WHAT IS EXPECTED: Write out all of the data again, precisely as it appears.

#### SUPPLIED DATA

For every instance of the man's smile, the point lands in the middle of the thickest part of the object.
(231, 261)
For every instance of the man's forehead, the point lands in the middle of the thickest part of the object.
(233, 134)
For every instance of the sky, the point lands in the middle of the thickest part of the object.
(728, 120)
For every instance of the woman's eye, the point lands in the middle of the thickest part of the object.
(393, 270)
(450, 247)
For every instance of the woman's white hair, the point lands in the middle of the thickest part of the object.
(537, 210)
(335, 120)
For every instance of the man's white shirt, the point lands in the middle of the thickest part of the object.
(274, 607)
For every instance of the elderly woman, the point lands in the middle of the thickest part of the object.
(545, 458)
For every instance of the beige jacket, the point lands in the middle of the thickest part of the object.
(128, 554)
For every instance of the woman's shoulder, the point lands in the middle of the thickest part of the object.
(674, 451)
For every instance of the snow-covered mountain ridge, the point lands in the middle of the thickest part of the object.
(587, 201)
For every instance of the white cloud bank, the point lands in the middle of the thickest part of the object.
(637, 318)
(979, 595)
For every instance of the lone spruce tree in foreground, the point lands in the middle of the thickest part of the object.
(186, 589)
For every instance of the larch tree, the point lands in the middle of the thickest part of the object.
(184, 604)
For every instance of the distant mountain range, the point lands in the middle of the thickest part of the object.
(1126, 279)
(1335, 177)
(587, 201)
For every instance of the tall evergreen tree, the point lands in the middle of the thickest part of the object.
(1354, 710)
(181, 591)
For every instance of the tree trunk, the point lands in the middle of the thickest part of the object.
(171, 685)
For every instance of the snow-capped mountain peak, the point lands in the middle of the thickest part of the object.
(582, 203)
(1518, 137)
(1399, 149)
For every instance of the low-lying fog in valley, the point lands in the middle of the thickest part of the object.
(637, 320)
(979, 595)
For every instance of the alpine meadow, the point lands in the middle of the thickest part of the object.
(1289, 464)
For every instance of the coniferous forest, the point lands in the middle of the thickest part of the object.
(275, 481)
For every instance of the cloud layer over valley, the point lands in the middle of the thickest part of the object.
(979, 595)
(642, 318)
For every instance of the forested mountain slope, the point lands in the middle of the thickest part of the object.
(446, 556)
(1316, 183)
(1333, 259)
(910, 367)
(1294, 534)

########

ANSWER SECTION:
For every instance of the man's smile, the point lands in the middle of the thickest part of the object.
(231, 261)
For every instance of the man's forehead, the point lands in the middle of the thickest part of the object.
(233, 134)
For every instance of the sky, the point lands in the middle of the thickest part of the object.
(728, 120)
For every instance of the woman's eye, the point lands in the middle of the thickest part of the object.
(393, 270)
(450, 247)
For every instance of the woman's white hair, the point lands in the middle of the thickest part of the object.
(537, 210)
(335, 120)
For every instance of the man's white shirt, the point lands in the middle of the thickest part of the object.
(274, 607)
For every instance of the elderly woman, the point lands in the middle of the thickest part of the object.
(545, 458)
For every instance of the beige jacket, the point lands in the middle of the thickest part of the object.
(128, 554)
For every instance of the woman's shoulder, the point lands in the middle of the thickest part of the object.
(674, 451)
For every instance of the snow-covered mountain ridge, the point lands in the middle of the thickest part of the object.
(587, 201)
For every instance of the white cloud bank, the point lands in the middle of the thickest part of the object.
(637, 318)
(979, 595)
For every instance of the lone spruce tree in foreground, the point lands in the middle of the thickest part of the object.
(186, 589)
For every instance of the larch tree, the point lands in the middle of the thickest part of the object.
(184, 604)
For every instance of the distant mountain range, the point lands in the middle of the thickest part of the object.
(1126, 279)
(1335, 177)
(587, 201)
For every instance of the tall evergreen tree, the point lands in the middle of the thickest part of the object.
(1354, 710)
(181, 591)
For every instance of the tree trunk, the point lands in the middle of the thickest part of the object.
(171, 685)
For every instance of the snow-capped mountain peak, the point lands in the middle of the thickest part of the object.
(582, 203)
(1518, 137)
(1399, 149)
For every instance of the low-lying fog in valley, the point lands in the middle of the thickest part of the object.
(637, 320)
(979, 595)
For every instance of the alpine meadow, the point lands in the middle of the thickest part of the object.
(1289, 464)
For every instance of the coniferous forest, the point lands in the middle of the thickest part of the object.
(275, 481)
For every instance of the cloud layer over valley, the point lands in the middle of the thickest part of the object.
(979, 595)
(642, 318)
For every instance of the forested mountain slope, the point lands in the middle of the thickest part of the object.
(446, 556)
(1316, 183)
(1333, 259)
(910, 367)
(1294, 534)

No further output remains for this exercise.